Beginning at the line that contains "Please indicate the carpeted" and ending at the last line of the entries, write out each line exactly; include nothing outside that span.

** START OF Supplied information **

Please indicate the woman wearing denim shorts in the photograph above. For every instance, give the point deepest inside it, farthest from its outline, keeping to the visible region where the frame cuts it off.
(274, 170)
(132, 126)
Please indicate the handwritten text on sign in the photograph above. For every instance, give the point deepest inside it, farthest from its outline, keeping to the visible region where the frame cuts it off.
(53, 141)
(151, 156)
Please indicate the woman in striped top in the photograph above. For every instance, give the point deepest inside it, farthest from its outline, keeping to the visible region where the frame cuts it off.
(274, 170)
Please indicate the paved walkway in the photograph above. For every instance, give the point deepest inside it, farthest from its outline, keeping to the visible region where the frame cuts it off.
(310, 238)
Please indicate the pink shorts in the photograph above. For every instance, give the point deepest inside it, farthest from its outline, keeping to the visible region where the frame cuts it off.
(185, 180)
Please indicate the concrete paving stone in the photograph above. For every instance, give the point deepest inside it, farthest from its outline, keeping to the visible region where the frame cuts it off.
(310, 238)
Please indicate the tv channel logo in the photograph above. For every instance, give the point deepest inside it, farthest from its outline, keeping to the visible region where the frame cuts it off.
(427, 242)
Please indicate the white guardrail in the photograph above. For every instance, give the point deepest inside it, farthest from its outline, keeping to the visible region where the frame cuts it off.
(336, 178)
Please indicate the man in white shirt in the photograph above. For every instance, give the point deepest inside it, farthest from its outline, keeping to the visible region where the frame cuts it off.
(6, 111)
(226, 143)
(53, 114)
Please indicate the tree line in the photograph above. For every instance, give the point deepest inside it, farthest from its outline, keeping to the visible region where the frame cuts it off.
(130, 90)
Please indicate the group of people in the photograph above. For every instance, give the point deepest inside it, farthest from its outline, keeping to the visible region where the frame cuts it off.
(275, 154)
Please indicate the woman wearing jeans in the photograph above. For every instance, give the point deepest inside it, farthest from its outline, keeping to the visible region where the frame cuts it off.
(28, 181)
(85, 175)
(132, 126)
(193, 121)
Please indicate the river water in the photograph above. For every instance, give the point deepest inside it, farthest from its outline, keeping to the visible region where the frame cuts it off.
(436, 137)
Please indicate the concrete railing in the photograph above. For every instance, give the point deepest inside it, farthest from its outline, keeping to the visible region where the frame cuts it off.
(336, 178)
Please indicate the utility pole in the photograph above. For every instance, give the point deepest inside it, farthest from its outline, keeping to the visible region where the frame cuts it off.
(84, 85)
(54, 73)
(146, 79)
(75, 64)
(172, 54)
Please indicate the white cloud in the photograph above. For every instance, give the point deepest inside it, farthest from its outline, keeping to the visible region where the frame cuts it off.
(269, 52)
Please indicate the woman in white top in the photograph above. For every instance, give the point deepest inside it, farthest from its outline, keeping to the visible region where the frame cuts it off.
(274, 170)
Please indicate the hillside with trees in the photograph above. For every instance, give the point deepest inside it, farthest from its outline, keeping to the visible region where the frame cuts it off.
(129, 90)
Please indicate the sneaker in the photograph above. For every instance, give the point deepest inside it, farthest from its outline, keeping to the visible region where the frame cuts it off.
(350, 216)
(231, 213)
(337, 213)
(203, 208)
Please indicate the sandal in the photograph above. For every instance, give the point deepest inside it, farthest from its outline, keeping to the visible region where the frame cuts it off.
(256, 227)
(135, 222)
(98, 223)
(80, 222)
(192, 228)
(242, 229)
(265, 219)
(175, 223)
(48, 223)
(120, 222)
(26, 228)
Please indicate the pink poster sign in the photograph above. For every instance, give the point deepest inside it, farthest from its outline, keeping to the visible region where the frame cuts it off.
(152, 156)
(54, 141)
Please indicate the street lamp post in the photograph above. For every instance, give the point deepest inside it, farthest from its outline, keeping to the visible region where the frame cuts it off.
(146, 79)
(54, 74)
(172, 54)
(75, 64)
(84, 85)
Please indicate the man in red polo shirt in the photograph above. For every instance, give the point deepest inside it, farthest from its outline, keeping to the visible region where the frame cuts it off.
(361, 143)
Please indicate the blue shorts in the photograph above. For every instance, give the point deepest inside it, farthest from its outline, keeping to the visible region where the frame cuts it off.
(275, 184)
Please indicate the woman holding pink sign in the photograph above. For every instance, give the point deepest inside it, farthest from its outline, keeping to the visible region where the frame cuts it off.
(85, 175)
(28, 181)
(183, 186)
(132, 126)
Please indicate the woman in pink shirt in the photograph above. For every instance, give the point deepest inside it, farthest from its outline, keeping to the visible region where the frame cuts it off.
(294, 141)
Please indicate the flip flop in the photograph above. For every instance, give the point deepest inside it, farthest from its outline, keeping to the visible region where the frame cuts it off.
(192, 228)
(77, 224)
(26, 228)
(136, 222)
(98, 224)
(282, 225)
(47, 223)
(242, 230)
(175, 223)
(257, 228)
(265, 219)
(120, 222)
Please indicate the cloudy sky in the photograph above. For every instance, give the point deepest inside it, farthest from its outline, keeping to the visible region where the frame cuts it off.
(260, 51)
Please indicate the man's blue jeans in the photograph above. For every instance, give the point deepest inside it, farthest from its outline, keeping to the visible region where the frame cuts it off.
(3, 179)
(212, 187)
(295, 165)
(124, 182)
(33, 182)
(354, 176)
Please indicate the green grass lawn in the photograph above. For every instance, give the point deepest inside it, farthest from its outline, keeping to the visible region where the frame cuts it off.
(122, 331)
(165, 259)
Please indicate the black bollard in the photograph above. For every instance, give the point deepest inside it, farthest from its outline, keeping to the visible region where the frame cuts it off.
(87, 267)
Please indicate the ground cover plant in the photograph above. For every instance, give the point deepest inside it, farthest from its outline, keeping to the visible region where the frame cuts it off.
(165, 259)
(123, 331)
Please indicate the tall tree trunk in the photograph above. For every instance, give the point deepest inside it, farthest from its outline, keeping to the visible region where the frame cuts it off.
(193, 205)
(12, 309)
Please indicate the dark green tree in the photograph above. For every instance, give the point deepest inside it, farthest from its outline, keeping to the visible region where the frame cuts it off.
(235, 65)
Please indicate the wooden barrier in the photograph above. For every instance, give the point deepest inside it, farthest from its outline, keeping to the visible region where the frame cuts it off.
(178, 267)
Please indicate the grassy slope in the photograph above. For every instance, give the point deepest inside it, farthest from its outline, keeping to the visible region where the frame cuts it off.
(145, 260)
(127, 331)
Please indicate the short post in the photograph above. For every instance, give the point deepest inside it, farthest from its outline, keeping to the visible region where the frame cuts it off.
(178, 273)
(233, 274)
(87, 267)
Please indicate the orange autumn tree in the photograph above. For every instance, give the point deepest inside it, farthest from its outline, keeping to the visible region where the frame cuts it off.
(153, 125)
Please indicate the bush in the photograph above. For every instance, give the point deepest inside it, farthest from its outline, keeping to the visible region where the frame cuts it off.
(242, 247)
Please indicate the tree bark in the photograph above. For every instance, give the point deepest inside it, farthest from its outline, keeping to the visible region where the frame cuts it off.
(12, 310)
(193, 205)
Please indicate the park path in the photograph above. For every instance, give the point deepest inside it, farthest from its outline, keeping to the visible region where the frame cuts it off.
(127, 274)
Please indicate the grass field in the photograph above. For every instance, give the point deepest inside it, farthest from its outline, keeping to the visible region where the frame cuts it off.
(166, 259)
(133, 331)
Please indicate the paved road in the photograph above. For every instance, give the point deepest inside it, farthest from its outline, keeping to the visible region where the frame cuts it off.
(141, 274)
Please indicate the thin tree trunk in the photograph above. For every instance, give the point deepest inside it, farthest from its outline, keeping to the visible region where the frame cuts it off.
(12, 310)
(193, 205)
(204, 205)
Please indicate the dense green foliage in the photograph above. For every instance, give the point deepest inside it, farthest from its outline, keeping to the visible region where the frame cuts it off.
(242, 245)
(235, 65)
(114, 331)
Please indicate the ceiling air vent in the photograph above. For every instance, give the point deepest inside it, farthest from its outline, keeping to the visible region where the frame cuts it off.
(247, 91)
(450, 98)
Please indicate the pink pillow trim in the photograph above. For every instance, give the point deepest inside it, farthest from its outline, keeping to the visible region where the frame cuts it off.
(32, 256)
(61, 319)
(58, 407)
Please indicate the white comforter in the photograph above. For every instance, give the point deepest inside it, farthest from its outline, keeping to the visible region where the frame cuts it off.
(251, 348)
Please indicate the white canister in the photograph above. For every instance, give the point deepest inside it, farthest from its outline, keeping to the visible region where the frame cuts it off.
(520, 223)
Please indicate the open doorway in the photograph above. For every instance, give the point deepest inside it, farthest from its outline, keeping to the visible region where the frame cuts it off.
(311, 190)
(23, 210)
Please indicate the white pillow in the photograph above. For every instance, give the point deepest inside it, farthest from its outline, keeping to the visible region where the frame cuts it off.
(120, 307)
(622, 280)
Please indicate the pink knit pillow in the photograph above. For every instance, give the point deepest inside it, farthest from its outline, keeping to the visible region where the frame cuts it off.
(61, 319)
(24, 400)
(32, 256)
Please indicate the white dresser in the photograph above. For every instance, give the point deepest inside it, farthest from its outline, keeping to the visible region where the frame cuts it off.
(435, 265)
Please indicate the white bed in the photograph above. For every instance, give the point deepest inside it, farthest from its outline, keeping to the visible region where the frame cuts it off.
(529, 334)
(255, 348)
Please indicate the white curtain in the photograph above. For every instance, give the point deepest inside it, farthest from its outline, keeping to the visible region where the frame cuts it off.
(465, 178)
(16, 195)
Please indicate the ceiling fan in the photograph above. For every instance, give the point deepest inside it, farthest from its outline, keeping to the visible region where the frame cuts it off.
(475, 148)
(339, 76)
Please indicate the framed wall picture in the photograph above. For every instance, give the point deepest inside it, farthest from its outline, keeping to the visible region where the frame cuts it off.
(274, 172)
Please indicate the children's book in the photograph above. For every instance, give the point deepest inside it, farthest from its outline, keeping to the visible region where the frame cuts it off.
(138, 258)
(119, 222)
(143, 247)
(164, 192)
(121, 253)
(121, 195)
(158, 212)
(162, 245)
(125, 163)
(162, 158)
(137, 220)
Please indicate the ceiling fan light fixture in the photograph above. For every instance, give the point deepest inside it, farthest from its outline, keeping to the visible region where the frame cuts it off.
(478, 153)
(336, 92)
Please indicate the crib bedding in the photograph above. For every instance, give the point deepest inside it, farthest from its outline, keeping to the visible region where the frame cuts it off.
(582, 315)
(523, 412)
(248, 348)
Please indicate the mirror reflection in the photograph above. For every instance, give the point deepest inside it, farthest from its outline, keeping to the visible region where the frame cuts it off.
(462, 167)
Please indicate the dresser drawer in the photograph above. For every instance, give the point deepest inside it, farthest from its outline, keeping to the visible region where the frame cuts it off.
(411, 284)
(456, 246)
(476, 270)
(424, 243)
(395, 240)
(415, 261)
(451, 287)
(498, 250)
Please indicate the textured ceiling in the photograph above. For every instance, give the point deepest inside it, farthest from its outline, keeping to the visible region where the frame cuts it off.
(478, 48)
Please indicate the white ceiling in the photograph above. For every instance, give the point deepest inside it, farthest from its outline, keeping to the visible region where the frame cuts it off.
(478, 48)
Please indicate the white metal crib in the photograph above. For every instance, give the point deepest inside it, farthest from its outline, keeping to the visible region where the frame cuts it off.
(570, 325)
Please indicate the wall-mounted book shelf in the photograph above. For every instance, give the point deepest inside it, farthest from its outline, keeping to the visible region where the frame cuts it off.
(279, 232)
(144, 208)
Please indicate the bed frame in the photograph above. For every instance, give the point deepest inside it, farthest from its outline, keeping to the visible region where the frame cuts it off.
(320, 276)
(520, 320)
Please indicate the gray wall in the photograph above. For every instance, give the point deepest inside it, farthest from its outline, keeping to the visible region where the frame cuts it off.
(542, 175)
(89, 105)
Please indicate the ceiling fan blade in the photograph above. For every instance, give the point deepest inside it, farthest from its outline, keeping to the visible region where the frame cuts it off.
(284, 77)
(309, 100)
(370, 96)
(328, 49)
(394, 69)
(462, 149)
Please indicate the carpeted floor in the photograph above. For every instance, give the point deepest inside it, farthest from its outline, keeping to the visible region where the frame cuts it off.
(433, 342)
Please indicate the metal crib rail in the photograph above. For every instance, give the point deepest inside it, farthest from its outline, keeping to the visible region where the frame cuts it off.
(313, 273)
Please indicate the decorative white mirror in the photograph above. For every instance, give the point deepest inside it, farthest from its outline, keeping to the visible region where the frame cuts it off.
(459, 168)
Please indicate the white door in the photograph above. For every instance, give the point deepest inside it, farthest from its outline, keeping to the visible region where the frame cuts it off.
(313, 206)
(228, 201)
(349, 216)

** END OF Supplied information **

→ Expected answer:
Please indicate the carpeted floor in the photograph above. For every instance, give the point deepest inside it, farthest from its outline, keeping to the visible region where the frame cuts it off.
(433, 342)
Please indicate the metal crib rail in the photograph above. For every instance, give the point deepest inside it, farthest from its outline, keeping to the visible region where the frame cuts it off.
(313, 273)
Please indicate the decorative white mirror in the photograph above. For every instance, give the point deepest inside it, farthest from its outline, keeping to the visible region where the frame cuts it off.
(459, 168)
Please indicate the white door in the photograph above. For every instance, give the point deepest inside it, farthest from its outline, keeping to the visible region where the frame cuts it off.
(313, 206)
(228, 201)
(349, 216)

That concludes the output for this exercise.